**GIVEN PROBLEM**
Reproduce all of the records below word for word, but leave the pictures out of your answer.

Excerpts of pointing data:
<<<<
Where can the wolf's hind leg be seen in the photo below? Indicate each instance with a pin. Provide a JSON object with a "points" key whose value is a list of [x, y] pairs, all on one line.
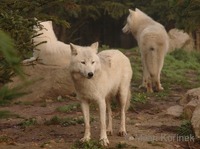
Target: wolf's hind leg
{"points": [[123, 97], [86, 115]]}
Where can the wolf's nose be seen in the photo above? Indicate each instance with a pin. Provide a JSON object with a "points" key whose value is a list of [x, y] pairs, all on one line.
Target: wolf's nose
{"points": [[90, 74]]}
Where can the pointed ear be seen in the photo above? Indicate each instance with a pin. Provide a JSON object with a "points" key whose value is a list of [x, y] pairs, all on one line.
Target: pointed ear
{"points": [[131, 11], [50, 22], [137, 10], [73, 49], [95, 46]]}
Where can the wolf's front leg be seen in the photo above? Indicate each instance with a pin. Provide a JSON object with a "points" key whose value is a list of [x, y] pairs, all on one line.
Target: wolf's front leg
{"points": [[86, 115], [102, 109]]}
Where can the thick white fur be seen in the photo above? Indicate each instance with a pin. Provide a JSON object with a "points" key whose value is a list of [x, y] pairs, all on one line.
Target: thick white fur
{"points": [[153, 42], [53, 52], [111, 78]]}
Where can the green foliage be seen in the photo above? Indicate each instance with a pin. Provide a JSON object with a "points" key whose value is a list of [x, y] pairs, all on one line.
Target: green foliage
{"points": [[185, 129], [181, 68]]}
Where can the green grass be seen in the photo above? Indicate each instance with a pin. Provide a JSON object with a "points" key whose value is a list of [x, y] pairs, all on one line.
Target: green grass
>>>>
**TASK ANSWER**
Where can the wolf's hind leg be seen in the photo below? Indicate each instance with a pin. Provide a JSON object with a "points" key whose value is a list of [x, y] pairs, all on one line.
Target: wolf's hind leg
{"points": [[123, 97], [86, 115]]}
Where can the wolf's nose be seen in the photo above? Indicate each instance with a pin. Provide a JSON object with a "points" key whose value is a list of [x, y] pairs, all on one line.
Target: wolf's nose
{"points": [[90, 74]]}
Where can the pointed ear be seen in the photo above? Indicate each instance with a pin. Provide a JSON object with a "points" key whose value is a list of [x, y] pairs, all on one line.
Target: pointed ear
{"points": [[131, 11], [50, 22], [137, 10], [73, 49], [95, 46]]}
Where can the wolf's front leg be seen in the photo above? Indicate each instance with a pin. Provide a JSON object with a "points" key whose value is a list of [x, y] pairs, all on one line.
Target: wolf's front leg
{"points": [[86, 115], [102, 109]]}
Where can the thick white fur be seen in the photo above? Indicate each instance with a pin. Provide a JSON object with a "points" key whose value is a list of [x, y] pairs, all on one line.
Target: thick white fur
{"points": [[153, 42], [53, 52], [111, 78]]}
Where can the green foliage be seen in the photo above? Indicate each instance with a pin. Provide a JSON object with a "points" key whose value is a list of [x, y] pairs, all on one line.
Target: green foliage
{"points": [[185, 129], [181, 68]]}
Where can the green grass be seen in the photo above? Indicate each instance with a pin. Provide a JSON object with a "points" key whose value is a list of [x, y] pairs, all on one line.
Target: green grass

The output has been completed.